**Exercise input**
## begin

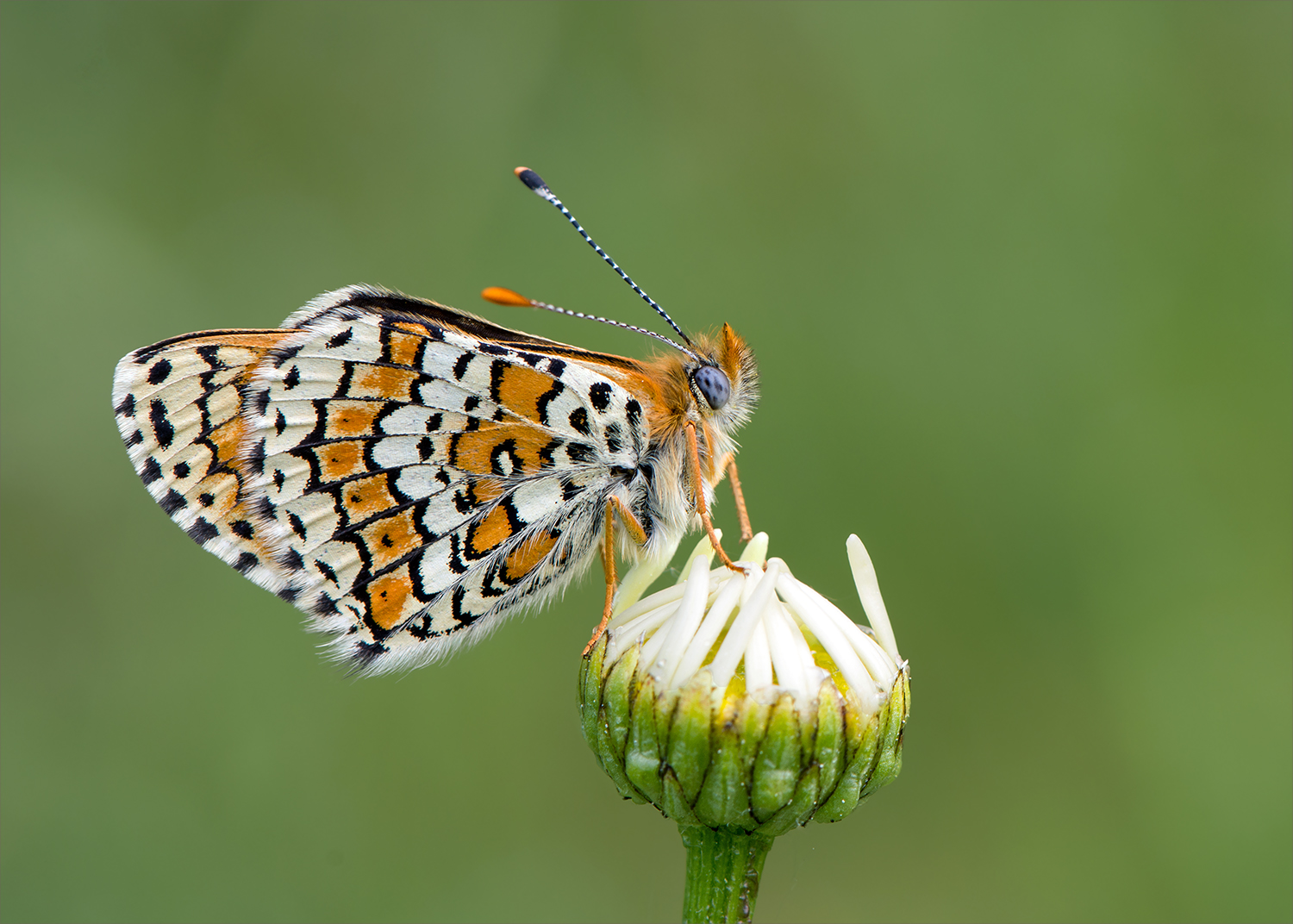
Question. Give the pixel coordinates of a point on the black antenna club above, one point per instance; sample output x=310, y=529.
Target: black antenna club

## end
## begin

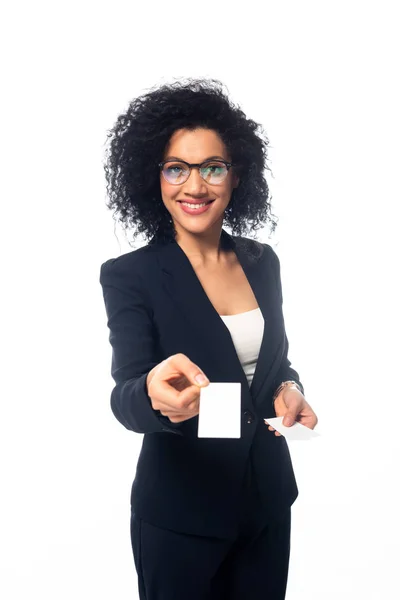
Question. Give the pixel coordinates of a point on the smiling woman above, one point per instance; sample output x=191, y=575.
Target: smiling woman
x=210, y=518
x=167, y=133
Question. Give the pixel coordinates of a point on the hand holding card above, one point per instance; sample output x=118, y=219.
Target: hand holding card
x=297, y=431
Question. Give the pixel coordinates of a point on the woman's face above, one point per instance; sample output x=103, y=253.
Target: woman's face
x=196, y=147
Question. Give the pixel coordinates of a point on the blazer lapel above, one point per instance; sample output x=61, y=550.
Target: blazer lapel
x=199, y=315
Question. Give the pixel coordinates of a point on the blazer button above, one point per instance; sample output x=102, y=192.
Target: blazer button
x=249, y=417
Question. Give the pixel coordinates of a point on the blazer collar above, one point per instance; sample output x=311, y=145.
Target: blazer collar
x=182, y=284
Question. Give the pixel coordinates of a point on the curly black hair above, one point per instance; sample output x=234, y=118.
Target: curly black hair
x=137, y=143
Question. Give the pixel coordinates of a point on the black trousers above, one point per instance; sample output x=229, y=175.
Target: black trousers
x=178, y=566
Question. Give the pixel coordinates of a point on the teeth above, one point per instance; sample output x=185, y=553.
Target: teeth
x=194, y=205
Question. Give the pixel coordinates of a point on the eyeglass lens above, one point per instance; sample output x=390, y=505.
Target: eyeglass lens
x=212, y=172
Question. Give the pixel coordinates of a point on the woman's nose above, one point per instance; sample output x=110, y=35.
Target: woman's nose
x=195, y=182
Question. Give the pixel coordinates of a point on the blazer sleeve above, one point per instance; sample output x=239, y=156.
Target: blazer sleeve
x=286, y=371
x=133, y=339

## end
## begin

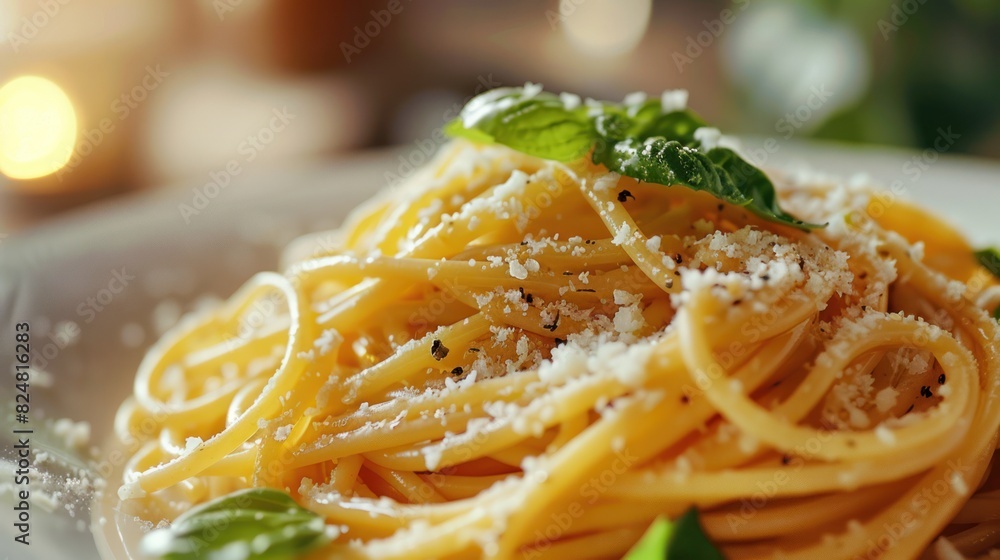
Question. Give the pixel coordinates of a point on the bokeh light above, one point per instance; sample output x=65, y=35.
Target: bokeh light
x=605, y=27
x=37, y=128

## end

**What is required**
Report every line above that contains the word "eyeglass", copying each one in full.

**Result of this task**
Question. Give the pixel coordinates of a point on the eyeglass lens above, one point per instance; sample output x=390, y=505.
Target: eyeglass lens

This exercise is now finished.